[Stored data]
···

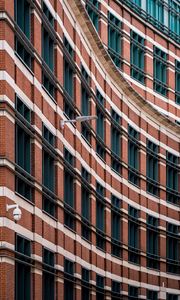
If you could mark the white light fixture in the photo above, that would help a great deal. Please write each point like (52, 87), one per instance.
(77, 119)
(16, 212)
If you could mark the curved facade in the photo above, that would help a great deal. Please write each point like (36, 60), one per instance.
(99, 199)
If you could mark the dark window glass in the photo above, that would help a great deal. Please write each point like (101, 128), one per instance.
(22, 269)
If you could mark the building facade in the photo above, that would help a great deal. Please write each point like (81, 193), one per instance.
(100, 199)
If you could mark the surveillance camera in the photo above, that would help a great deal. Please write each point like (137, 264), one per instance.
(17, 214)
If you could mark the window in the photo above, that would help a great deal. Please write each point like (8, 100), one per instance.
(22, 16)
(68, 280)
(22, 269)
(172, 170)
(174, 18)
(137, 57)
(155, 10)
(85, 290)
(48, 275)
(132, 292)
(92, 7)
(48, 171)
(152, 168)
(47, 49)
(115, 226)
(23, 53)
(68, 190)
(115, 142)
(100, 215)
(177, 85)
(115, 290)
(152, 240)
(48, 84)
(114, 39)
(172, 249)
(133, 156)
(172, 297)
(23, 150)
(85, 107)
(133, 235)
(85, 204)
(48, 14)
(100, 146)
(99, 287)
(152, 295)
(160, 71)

···

** Exercise aim **
Copy the data above word for word, leaving out the pictures.

** Task solution **
If you could mark the white light fixture in the photo above, that would help a great deal. Please write each point like (52, 87), one per instance.
(77, 119)
(16, 212)
If you could mark the curved facade in the photo above, that would help a great deal. Please write each point like (36, 60), one per instance.
(99, 199)
If you could mark the dark window glass in the photo above, that would help a great deal. Please write each point like (101, 128), one per instance.
(22, 269)
If you could mark the building facade in the photo above, that would help a great deal. Please write each point like (81, 193), one per instance.
(100, 199)
If you could mark the surveillance camera in the photo above, that would help a great deal. Please write each point like (137, 264), one per instance.
(17, 214)
If you could mark the window in the photo above, that would help a great deal. Please write each point like (8, 100), one per instance.
(22, 16)
(68, 280)
(22, 269)
(172, 170)
(174, 18)
(137, 57)
(155, 10)
(85, 290)
(48, 275)
(132, 292)
(92, 7)
(48, 171)
(152, 168)
(47, 49)
(115, 226)
(23, 53)
(68, 190)
(115, 142)
(100, 215)
(177, 85)
(115, 290)
(152, 240)
(48, 84)
(114, 39)
(172, 249)
(133, 156)
(172, 297)
(23, 150)
(85, 107)
(133, 235)
(85, 204)
(48, 14)
(100, 146)
(99, 287)
(152, 295)
(160, 71)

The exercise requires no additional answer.